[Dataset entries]
>>>

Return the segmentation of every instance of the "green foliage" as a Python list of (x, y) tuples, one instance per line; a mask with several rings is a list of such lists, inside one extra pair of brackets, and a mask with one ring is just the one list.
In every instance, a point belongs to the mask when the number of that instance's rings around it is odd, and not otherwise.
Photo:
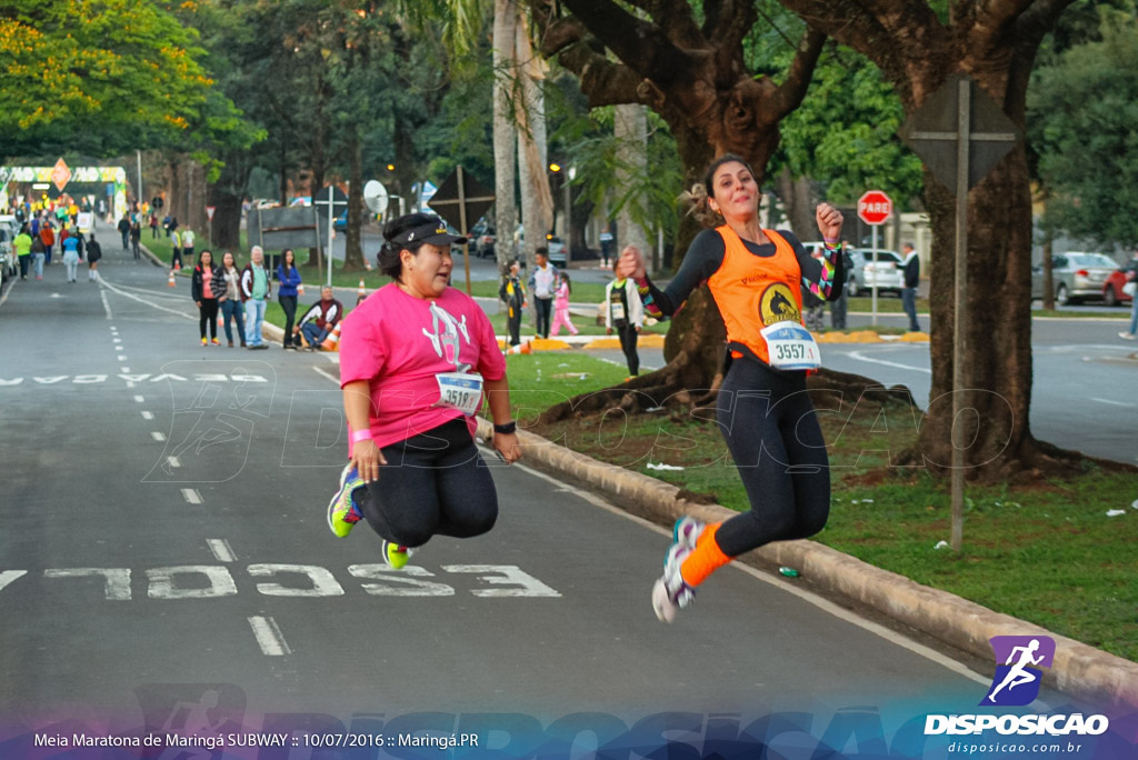
[(1138, 20), (1113, 15), (1102, 38), (1036, 72), (1029, 135), (1053, 198), (1048, 223), (1100, 245), (1138, 246)]
[(147, 0), (16, 0), (0, 19), (5, 154), (176, 139), (211, 85), (197, 34)]
[(869, 188), (916, 198), (921, 159), (897, 137), (904, 121), (881, 71), (849, 48), (831, 48), (802, 105), (782, 122), (781, 160), (826, 185), (832, 203), (852, 204)]

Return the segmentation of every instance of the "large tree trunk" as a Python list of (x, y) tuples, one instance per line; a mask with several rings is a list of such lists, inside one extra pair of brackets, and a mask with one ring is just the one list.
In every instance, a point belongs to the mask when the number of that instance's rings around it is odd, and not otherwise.
[(344, 255), (344, 269), (358, 271), (364, 269), (363, 263), (363, 238), (361, 228), (363, 225), (363, 135), (360, 127), (355, 127), (352, 144), (352, 168), (349, 170), (351, 184), (348, 187), (348, 229), (346, 232), (345, 246), (347, 253)]
[(494, 216), (497, 242), (494, 253), (500, 267), (513, 257), (517, 131), (513, 124), (513, 93), (517, 76), (518, 7), (511, 0), (494, 2)]
[[(625, 104), (617, 106), (613, 113), (613, 135), (617, 140), (617, 170), (615, 172), (617, 188), (627, 190), (636, 180), (648, 174), (648, 116), (644, 106)], [(642, 206), (643, 198), (628, 198), (617, 213), (617, 251), (625, 246), (636, 246), (645, 261), (651, 261), (652, 242), (649, 233), (636, 223), (635, 208)]]
[[(1030, 72), (1044, 35), (1072, 0), (957, 3), (943, 24), (924, 3), (838, 8), (781, 0), (840, 42), (859, 50), (891, 81), (912, 115), (955, 72), (973, 76), (1021, 130)], [(963, 408), (953, 415), (956, 278), (955, 198), (925, 172), (932, 217), (932, 394), (909, 459), (947, 471), (954, 444), (971, 479), (1056, 473), (1073, 457), (1031, 436), (1031, 198), (1022, 144), (968, 193), (967, 328)], [(955, 423), (955, 427), (954, 427)], [(1024, 474), (1025, 473), (1025, 474)]]

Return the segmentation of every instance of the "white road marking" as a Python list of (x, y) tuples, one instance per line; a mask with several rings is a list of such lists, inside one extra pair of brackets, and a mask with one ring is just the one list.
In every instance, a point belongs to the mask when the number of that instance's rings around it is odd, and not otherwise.
[[(146, 571), (150, 579), (147, 594), (152, 600), (206, 600), (218, 596), (237, 596), (237, 584), (226, 568), (213, 564), (183, 564), (172, 568), (151, 568)], [(209, 585), (201, 586), (200, 578), (195, 578), (189, 588), (179, 588), (180, 576), (200, 576)]]
[(290, 588), (280, 584), (257, 584), (257, 590), (265, 596), (344, 596), (344, 587), (330, 570), (315, 564), (250, 564), (254, 578), (269, 578), (279, 572), (308, 577), (306, 588)]
[(1125, 402), (1112, 402), (1110, 398), (1095, 398), (1094, 396), (1089, 396), (1088, 398), (1092, 402), (1098, 402), (1099, 404), (1110, 404), (1111, 406), (1121, 406), (1128, 410), (1132, 410), (1138, 406), (1138, 404), (1127, 404)]
[(131, 571), (129, 568), (51, 568), (43, 571), (44, 578), (86, 578), (89, 576), (98, 576), (104, 579), (104, 594), (108, 601), (131, 601)]
[(335, 382), (335, 383), (336, 383), (337, 386), (338, 386), (338, 385), (340, 385), (340, 379), (339, 379), (339, 378), (337, 378), (336, 375), (333, 375), (333, 374), (332, 374), (331, 372), (329, 372), (328, 370), (325, 370), (325, 369), (323, 369), (323, 367), (319, 367), (319, 366), (314, 366), (314, 367), (312, 367), (312, 369), (313, 369), (313, 370), (315, 370), (316, 372), (319, 372), (320, 374), (324, 375), (325, 378), (328, 378), (328, 379), (329, 379), (329, 380), (331, 380), (332, 382)]
[(261, 651), (267, 656), (283, 656), (292, 653), (284, 636), (281, 635), (280, 628), (277, 627), (277, 621), (272, 618), (254, 616), (249, 618), (249, 626), (253, 628), (253, 635), (256, 637)]
[(218, 562), (237, 562), (237, 554), (233, 553), (233, 547), (224, 538), (207, 538), (206, 545), (209, 546), (209, 551), (213, 552)]
[(873, 358), (865, 356), (859, 350), (851, 350), (847, 354), (850, 358), (856, 358), (859, 362), (868, 362), (869, 364), (882, 364), (884, 366), (896, 366), (899, 370), (912, 370), (913, 372), (924, 372), (925, 374), (932, 374), (932, 370), (926, 366), (913, 366), (912, 364), (901, 364), (900, 362), (887, 362), (883, 358)]
[(3, 590), (5, 586), (11, 581), (23, 578), (27, 575), (27, 570), (0, 570), (0, 590)]
[[(551, 482), (551, 484), (553, 484), (555, 486), (571, 487), (568, 484), (564, 484), (564, 482), (558, 480), (556, 478), (553, 478), (552, 476), (547, 476), (544, 472), (538, 472), (537, 470), (528, 468), (525, 464), (511, 464), (510, 466), (518, 468), (522, 472), (531, 474), (535, 478), (539, 478), (541, 480), (545, 480), (546, 482)], [(577, 490), (576, 494), (577, 494), (577, 496), (579, 496), (580, 498), (585, 499), (589, 504), (599, 506), (602, 510), (604, 510), (605, 512), (611, 512), (612, 514), (621, 517), (621, 518), (624, 518), (626, 520), (630, 520), (630, 521), (633, 521), (633, 522), (635, 522), (635, 523), (637, 523), (637, 524), (640, 524), (640, 526), (642, 526), (644, 528), (648, 528), (649, 530), (651, 530), (651, 531), (653, 531), (655, 534), (659, 534), (661, 536), (668, 536), (669, 538), (671, 537), (671, 530), (662, 528), (662, 527), (660, 527), (660, 526), (658, 526), (658, 524), (655, 524), (653, 522), (649, 522), (648, 520), (645, 520), (643, 518), (638, 518), (638, 517), (636, 517), (634, 514), (628, 514), (624, 510), (620, 510), (620, 509), (613, 506), (612, 504), (610, 504), (609, 502), (604, 501), (603, 498), (601, 498), (600, 496), (597, 496), (595, 494), (592, 494), (592, 493), (588, 493), (588, 491), (585, 491), (585, 490)], [(794, 596), (798, 596), (799, 598), (801, 598), (801, 600), (803, 600), (806, 602), (809, 602), (810, 604), (815, 605), (819, 610), (828, 612), (830, 614), (834, 616), (835, 618), (839, 618), (840, 620), (844, 620), (846, 622), (849, 622), (851, 625), (858, 626), (859, 628), (861, 628), (864, 630), (867, 630), (871, 634), (875, 634), (875, 635), (880, 636), (881, 638), (884, 638), (888, 642), (897, 644), (898, 646), (901, 646), (901, 647), (904, 647), (904, 649), (906, 649), (906, 650), (908, 650), (908, 651), (910, 651), (910, 652), (913, 652), (915, 654), (918, 654), (918, 655), (925, 658), (926, 660), (935, 662), (937, 664), (939, 664), (939, 666), (941, 666), (941, 667), (943, 667), (943, 668), (946, 668), (946, 669), (955, 672), (958, 676), (963, 676), (963, 677), (965, 677), (965, 678), (967, 678), (970, 680), (974, 680), (978, 684), (988, 685), (989, 681), (990, 681), (989, 678), (984, 678), (984, 677), (980, 676), (979, 674), (973, 672), (966, 666), (957, 662), (956, 660), (953, 660), (951, 658), (945, 656), (940, 652), (938, 652), (938, 651), (935, 651), (933, 649), (930, 649), (927, 646), (924, 646), (923, 644), (917, 644), (916, 642), (910, 641), (907, 637), (905, 637), (905, 636), (898, 634), (897, 631), (891, 630), (891, 629), (889, 629), (889, 628), (887, 628), (887, 627), (884, 627), (882, 625), (879, 625), (876, 622), (872, 622), (869, 620), (866, 620), (866, 619), (864, 619), (864, 618), (855, 614), (853, 612), (850, 612), (849, 610), (846, 610), (846, 609), (843, 609), (843, 608), (834, 604), (833, 602), (831, 602), (831, 601), (828, 601), (826, 598), (823, 598), (822, 596), (818, 596), (817, 594), (814, 594), (811, 592), (798, 588), (798, 587), (793, 586), (792, 584), (784, 583), (781, 579), (776, 579), (776, 578), (774, 578), (772, 576), (768, 576), (767, 573), (764, 573), (764, 572), (761, 572), (759, 570), (756, 570), (754, 568), (752, 568), (752, 567), (750, 567), (748, 564), (744, 564), (742, 562), (732, 562), (728, 567), (734, 568), (736, 570), (740, 570), (742, 572), (745, 572), (747, 575), (751, 576), (752, 578), (757, 578), (758, 580), (761, 580), (765, 584), (769, 584), (772, 586), (777, 586), (782, 590), (784, 590), (784, 592), (786, 592), (789, 594), (793, 594)], [(404, 569), (406, 569), (406, 568), (404, 568)]]

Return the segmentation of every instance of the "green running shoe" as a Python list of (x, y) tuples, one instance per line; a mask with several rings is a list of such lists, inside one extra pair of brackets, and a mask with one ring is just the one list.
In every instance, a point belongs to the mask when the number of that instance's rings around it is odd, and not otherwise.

<<<

## Aim
Write out, word for word, the stretch from the beginning of the items through the line containing "203), (852, 204)]", including both ends. Omit the pictures from your copy.

## Result
Return the segmentation of every instance of the "green foliage" as a Python list of (x, y) tuples, one instance per line; a mask with several rings is a list of such lists, inside one extra pair of brackets, and a mask with one ring is just the one list.
In every instance, a point belongs to the mask when the number of that instance's rings around it is odd, and not otherwise.
Photo:
[(1138, 20), (1113, 15), (1102, 38), (1036, 72), (1029, 135), (1053, 198), (1048, 223), (1100, 245), (1138, 246)]
[(147, 0), (16, 0), (0, 19), (5, 154), (176, 139), (211, 85), (197, 34)]
[(869, 188), (916, 198), (921, 159), (897, 137), (904, 121), (881, 71), (849, 48), (831, 48), (802, 105), (782, 122), (781, 160), (826, 185), (832, 203), (852, 204)]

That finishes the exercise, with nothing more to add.